------ SUPPLIED RECORDS

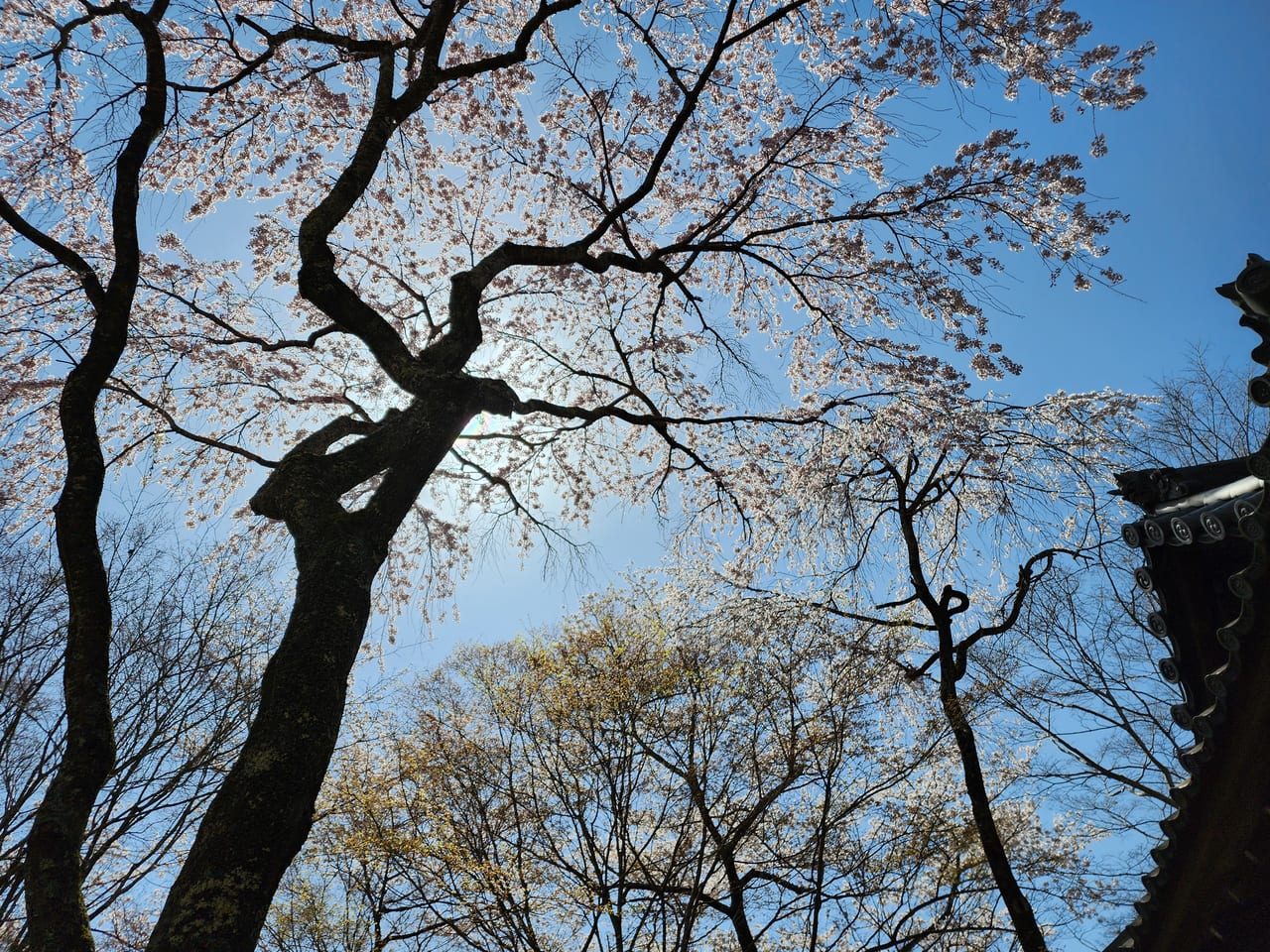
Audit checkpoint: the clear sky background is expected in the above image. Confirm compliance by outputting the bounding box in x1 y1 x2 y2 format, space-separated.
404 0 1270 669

------------
------ SUPPLIED RECORDS

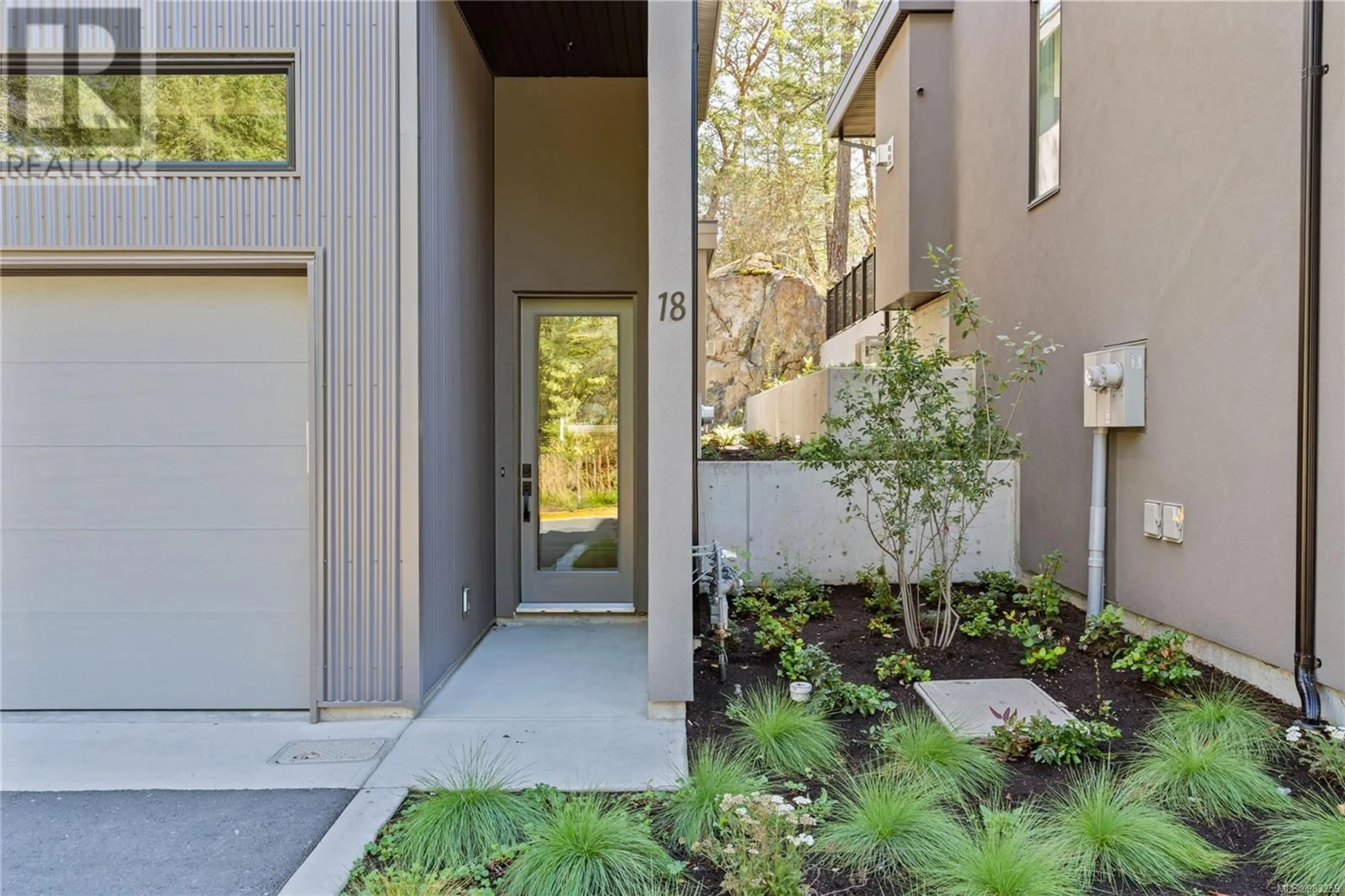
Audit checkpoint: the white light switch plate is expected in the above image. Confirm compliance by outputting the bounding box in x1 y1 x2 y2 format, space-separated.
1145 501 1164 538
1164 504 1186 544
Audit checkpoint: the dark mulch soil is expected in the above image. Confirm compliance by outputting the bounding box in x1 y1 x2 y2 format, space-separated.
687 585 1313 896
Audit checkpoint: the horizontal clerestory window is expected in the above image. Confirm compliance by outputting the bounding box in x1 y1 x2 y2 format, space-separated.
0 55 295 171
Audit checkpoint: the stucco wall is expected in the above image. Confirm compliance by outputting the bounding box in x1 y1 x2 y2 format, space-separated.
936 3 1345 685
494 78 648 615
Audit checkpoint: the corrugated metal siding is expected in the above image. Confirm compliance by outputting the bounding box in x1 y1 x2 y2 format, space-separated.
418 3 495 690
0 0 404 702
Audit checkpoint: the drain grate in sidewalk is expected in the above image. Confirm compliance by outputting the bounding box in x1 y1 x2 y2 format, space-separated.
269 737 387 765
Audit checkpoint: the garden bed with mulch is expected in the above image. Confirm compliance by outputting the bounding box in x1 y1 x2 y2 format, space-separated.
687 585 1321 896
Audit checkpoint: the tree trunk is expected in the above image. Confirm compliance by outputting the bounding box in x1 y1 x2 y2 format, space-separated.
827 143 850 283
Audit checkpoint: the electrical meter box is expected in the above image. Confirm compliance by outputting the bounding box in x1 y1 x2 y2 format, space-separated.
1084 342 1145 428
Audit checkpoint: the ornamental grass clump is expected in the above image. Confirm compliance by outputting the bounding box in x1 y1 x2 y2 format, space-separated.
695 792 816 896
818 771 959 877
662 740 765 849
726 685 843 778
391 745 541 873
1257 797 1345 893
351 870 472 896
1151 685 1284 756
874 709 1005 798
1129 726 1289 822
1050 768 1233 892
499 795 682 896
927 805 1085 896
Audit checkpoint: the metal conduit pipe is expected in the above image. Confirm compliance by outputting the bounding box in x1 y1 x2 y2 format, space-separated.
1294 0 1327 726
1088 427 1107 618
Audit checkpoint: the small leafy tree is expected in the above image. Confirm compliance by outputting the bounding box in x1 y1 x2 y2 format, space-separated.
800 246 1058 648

------------

--- TASK REQUIREMENTS ---
Can you write out everything from "Audit checkpoint: the small" down to "800 246 1058 648" in the data again, swapping "leafy" for "flowering" and keeping everything else the same?

--- ANSWER IN FULL ---
Audit checkpoint: the small flowering tree is expected in the above image. Confirm compliance by outputting the bounding box in x1 y1 x2 y2 format, space-separated.
800 246 1058 648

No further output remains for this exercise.